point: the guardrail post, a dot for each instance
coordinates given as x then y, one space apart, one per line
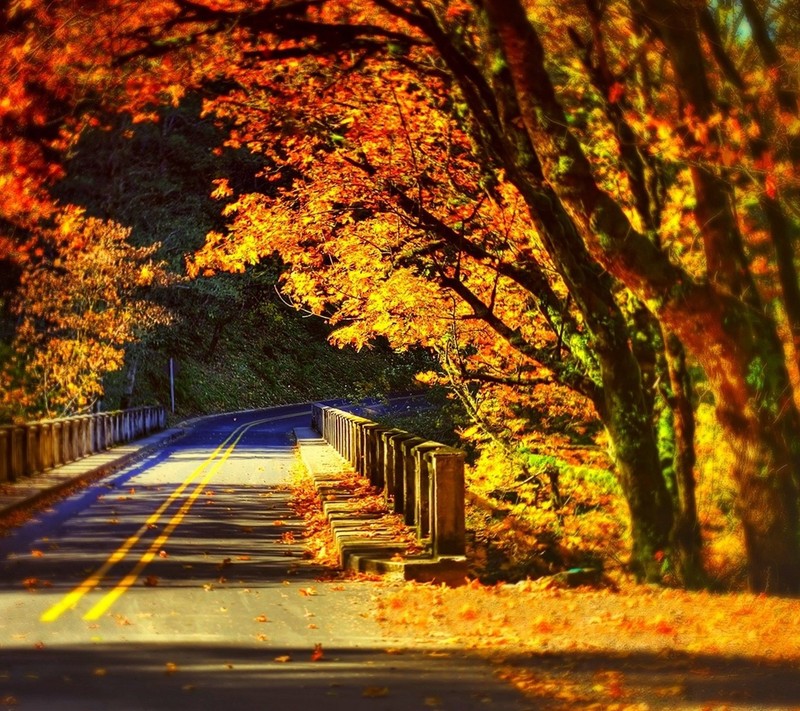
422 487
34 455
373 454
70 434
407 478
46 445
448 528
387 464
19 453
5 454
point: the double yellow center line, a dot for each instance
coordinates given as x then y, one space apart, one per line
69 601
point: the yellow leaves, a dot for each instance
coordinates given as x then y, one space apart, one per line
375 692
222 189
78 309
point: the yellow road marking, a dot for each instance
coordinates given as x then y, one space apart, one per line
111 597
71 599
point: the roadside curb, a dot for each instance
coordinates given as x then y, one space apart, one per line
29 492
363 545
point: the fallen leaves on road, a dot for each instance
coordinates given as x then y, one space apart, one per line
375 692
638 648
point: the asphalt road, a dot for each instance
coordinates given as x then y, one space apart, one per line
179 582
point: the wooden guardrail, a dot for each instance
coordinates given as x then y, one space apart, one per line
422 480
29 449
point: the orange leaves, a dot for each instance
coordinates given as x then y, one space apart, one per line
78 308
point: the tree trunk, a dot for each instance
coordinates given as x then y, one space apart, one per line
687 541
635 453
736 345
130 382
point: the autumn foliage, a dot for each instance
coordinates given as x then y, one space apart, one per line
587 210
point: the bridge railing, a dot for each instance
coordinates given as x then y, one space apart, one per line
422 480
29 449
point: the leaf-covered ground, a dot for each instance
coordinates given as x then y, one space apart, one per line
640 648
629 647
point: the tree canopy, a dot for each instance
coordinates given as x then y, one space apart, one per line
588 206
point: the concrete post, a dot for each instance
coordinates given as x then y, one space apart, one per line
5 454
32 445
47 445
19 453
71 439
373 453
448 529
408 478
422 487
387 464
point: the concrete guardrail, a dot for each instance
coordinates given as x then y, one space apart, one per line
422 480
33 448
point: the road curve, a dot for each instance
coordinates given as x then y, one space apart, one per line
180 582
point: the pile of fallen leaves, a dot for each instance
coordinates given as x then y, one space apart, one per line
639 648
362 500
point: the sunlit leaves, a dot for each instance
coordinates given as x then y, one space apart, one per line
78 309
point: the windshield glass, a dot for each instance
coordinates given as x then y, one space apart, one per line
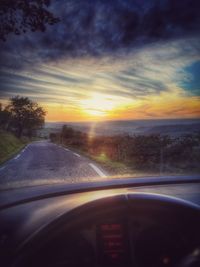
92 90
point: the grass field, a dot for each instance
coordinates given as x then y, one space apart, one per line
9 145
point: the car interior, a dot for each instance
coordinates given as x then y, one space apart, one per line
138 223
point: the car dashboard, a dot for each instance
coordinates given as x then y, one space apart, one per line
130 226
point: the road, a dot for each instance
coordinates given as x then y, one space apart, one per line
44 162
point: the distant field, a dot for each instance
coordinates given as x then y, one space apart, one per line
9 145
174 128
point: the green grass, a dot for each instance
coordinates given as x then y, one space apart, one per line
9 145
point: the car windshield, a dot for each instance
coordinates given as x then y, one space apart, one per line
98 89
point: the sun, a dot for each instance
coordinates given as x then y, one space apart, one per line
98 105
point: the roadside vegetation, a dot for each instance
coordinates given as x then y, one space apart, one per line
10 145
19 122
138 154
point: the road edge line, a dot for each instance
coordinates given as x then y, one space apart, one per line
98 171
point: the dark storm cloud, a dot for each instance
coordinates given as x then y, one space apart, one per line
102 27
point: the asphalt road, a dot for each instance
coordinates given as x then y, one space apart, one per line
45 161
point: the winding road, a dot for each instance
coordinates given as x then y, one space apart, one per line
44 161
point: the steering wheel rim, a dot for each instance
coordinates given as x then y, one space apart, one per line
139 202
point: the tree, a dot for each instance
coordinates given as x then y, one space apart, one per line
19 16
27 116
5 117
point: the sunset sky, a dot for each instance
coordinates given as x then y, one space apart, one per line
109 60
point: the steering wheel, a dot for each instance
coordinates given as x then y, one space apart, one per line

**Problem statement**
All of the entries above should be copied exactly, except for the pictures.

**Answer**
point: the guardrail post, a dot for each instance
coordinates given as x then y, one space apart, one per line
422 487
34 455
373 454
70 434
407 478
46 445
448 528
387 464
19 453
5 454
point: the double yellow center line, a dot for each instance
coordinates given as x then y, one space apart, one per line
69 601
point: the yellow leaves, a dot for each instance
coordinates given as x then y, one space apart, one per line
375 692
222 189
78 309
point: the yellow road marking, a dot for each instance
coordinates given as x then y, one space apart, one per line
111 597
71 599
point: the roadside curb, a dot for each instance
coordinates given as x then y, one space apart, one per line
29 492
363 545
point: the fallen leaves on road, a dot for each instance
coordinates given as x then y, one space apart, one per line
375 692
638 648
point: the asphalt road, a dot for each instance
coordinates given as x then y, one space apart, one per line
179 582
point: the wooden guardrail, a dot for each instance
coordinates given as x then y, one space apart, one per line
422 480
29 449
point: the orange leaves, a dot for each instance
coordinates given as x then y, one space apart, one per line
78 308
point: the tree trunk, a dot for each instance
coordinates given as x then y, one space apart, one per line
687 541
635 453
736 345
130 382
point: the autumn foliage, a dot for each instance
coordinates given as x then y, one space apart, one per line
587 210
point: the bridge railing, a dot for each instance
coordinates given as x then y, one space apart, one per line
422 480
29 449
point: the leaf-covered ground, a dot for each instance
coordinates given as x then y, one space apart, one per line
640 648
629 647
point: the tree canopy, a dot for each instance
coordinates given as x then y, one space apart, one per line
588 206
point: the concrete post, a dot for each instance
coordinates given as x then y, one space apart, one per line
5 454
32 445
47 445
19 453
71 439
373 453
448 529
408 478
422 487
387 464
point: the concrete guardrail, a dot for each instance
coordinates given as x then y, one space apart, one per line
422 480
33 448
point: the road curve, a dot for each instance
coordinates given as x then y, one space apart, one per line
180 582
point: the pile of fallen leaves, a dot for each instance
coordinates given as x then y, one space apart, one per line
639 648
362 500
point: the sunlit leaves, a dot for each instance
coordinates given as x then y, one space apart, one per line
78 309
point: the windshield glass, a dot for each instance
coordinates given as x then y, one space apart, one per line
92 90
point: the grass field, a dot for each instance
coordinates given as x then y, one space apart, one per line
9 145
point: the car interior, a dot for each instance
coordinates given as x then y, one space apart, one per line
138 223
point: the car dashboard, a dot for each instance
coordinates given as x then y, one space apart, one per line
130 226
point: the road, a dot for each instance
coordinates given as x then y, one space apart, one per line
44 162
point: the distant field, a dot for each instance
coordinates given as x then y, one space apart, one per line
9 145
174 128
point: the green grass, a dot for each instance
coordinates given as x then y, one space apart, one per line
9 145
point: the car windshield, a dot for each instance
coordinates given as x then y, one space apart, one per line
98 89
point: the sun, a dot for each instance
coordinates given as x then y, one space apart, one per line
98 105
point: the roadside vegetation, a dot for each instance
coordinates given as x then y, one space apart, one per line
10 145
19 122
138 154
point: the road edge line, a dot for each instance
coordinates given as x then y, one space apart, one per line
98 171
point: the dark storm cloud, a dot for each instance
coordinates given as x then y, one space apart, one per line
102 27
point: the asphalt road, a dot for each instance
coordinates given as x then y, one space apart, one per line
45 161
point: the winding road, a dot for each instance
coordinates given as x then y, one space apart, one per line
44 161
point: the steering wheel rim, a dot for each instance
coordinates given as x then y, one space apart, one per line
139 202
point: the tree, a dot for each instance
coordinates given as x then y, one space apart, one per line
19 16
27 116
5 117
point: the sunset sky, a dot for each instance
coordinates given as x then y, one space apart, one per line
109 60
point: the steering wheel, a dot for each instance
coordinates given as x then y, one space apart, one per line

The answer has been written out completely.